> **Page extract**
###

The worst way to synopsize Capernaum, Lebanon's selection for this year's Best Foreign Language Film Oscar, would be to say it is about a kid who sues his parents. That would be like saying Slumdog Millionaire is about a poor teenager competing on a televised game show. It's technically true, but it undersells the film's value and in the case of Capernaum, emphasizes the only thing hokey and seemingly far-fetched about this moving drama.
We open with Zain (Zain Al Rafeea), a Lebanese boy believed to be 12 but not having any proof of that, coming to court separate from his parents, . Zain has come from prison, where he's serving a five-year sentence for stabbing a man. What has led him to plaintiff status? The film jumps back into the recent past to show us.
One of too many children for us to count, Zain does not go to school. Instead, he works in a convenience store run by Assaad (Nour El Husseini), stocking shelves and making deliveries. Assaad, a man around 30 years of age, has his eyes on Sahar (Haita "Cedra" Izzam), Zain's slightly younger sister. Zain fears his parents, desperate and destitute, living in a place apparently owned by Assaad, are going to sell off his sister, the only friend he has. When he notices drops of blood on her bed, he takes efforts to hide the fact that she's having her first period.
Zain's fears are not misplaced. One day, he follows a costumed old man who claims to be Cockroach-Man, Spider-Man's cousin. Nearby the amusement park where Cockroach-Man works, Zain meets Rahil (Yordanos Shiferaw), a young, hardworking Ethopian refugee. Having assumed someone else's identity, which she must maintain with a daily facial birthmark application, Rahil has been secretly providing for her infant son Yonas (Boluwatife Treasure Bankole). She agrees to let Zain watch her baby boy while she is at work and the two become like brothers as the preteen essentially turns into live-in childcare provider.
When Rahil disappears one day and doesn't come home, Zain struggles to provide for both him and this baby, who he passes off as his younger brother to others, fabricating reasons for the difference in their skintones. Having met a Syrian girl around his age in a similar situation, Zain starts dreaming of an exit from this bleak existence, where he sells a juice comprised of water and crushed-up pills of the painkiller Tramadol just to get by. Aspro (Alaa Chouchnieh), Rahil's fake ID supplier, claims he can get the boy anywhere he wants just so long as he can have Rahil's baby. He needn't have two different color eyes to convey his sinister nature, but he does.
The third feature written and directed by Nadine Labaki, Capernaum has some DNA in common with Danny Boyle's aforementioned Oscar winner, showing us the struggles of poverty in a far-off place. But whereas Slumdog savored the joy amidst the hardship and rendered our hero's journey colorful and exciting, Labaki and her three fellow screenwriters keep this endeavor pretty dark and dour. The happiest things get are when Zain steals a skateboard and turns it into a makeshift stroller for young Yonas, for whom he develops a clear fondness.

###

> **Requirement**
Answer these from the Capernaum review:
1. What prison sentence is Zain serving, and for what?
2. Near what place does Zain meet Rahil?
3. What does Zain sell to get by?

Records from a data source:
###

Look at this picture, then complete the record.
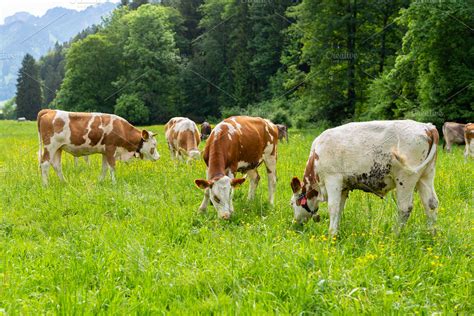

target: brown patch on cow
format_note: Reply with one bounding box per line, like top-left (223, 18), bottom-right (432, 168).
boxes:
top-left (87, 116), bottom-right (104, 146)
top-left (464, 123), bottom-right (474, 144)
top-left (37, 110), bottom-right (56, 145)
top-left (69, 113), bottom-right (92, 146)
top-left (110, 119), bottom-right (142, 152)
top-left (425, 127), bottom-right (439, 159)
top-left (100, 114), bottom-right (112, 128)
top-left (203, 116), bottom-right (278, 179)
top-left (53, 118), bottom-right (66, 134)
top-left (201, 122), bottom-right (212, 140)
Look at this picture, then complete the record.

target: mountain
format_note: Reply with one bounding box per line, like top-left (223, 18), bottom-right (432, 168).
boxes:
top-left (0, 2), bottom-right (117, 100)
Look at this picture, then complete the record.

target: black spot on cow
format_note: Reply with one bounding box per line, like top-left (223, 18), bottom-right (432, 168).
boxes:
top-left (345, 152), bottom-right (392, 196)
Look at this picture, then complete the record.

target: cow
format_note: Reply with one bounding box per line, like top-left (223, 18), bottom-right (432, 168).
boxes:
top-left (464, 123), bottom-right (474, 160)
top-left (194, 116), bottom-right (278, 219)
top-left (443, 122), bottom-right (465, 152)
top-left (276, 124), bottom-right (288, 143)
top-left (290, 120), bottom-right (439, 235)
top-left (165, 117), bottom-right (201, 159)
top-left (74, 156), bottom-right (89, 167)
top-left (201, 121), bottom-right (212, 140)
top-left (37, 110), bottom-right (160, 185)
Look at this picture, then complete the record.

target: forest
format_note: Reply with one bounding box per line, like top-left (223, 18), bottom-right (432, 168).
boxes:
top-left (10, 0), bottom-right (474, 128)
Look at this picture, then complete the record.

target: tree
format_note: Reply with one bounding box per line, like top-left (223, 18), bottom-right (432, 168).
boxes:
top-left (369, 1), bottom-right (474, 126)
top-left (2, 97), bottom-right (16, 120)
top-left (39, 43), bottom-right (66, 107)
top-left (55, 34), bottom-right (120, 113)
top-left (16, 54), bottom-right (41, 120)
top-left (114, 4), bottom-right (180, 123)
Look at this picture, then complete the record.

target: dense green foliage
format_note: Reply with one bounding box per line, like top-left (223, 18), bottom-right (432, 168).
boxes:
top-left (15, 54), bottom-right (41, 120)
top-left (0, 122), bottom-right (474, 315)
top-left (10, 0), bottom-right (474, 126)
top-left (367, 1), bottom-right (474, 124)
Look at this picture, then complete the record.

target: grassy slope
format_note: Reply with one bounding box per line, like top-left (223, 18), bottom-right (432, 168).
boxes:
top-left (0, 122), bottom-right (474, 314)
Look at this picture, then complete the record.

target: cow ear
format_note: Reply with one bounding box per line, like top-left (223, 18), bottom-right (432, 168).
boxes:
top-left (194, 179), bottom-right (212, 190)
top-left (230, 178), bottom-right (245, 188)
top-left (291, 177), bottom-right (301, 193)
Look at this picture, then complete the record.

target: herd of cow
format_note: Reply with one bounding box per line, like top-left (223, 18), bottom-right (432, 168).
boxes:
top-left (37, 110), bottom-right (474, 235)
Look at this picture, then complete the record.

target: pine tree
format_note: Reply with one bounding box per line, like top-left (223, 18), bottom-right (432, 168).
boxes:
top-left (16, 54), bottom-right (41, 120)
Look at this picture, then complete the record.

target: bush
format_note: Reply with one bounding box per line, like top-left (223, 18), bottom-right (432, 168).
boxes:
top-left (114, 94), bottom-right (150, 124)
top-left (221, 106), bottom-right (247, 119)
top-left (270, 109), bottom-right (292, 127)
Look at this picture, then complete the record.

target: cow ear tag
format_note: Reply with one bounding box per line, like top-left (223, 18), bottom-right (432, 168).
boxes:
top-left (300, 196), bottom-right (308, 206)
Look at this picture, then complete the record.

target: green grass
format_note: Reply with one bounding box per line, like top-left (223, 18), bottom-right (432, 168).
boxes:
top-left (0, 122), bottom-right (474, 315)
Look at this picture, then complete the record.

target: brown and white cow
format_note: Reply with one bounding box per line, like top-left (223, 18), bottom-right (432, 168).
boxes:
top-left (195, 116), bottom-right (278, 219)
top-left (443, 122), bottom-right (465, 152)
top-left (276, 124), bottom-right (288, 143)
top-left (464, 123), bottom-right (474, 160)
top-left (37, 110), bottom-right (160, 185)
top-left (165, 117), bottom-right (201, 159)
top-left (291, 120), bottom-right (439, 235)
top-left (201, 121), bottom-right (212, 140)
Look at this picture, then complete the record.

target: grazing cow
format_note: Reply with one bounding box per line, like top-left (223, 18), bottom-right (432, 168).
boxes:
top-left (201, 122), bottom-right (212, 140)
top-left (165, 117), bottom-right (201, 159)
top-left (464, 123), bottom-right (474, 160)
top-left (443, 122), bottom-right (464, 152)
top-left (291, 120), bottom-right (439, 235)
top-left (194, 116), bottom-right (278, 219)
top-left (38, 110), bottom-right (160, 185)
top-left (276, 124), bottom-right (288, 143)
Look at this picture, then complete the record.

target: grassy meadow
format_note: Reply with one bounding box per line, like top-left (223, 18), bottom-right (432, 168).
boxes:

###

> **Answer to the problem**
1. A five-year sentence for stabbing a man.
2. Near the amusement park where Cockroach-Man works.
3. A juice made of water and crushed-up pills of the painkiller Tramadol.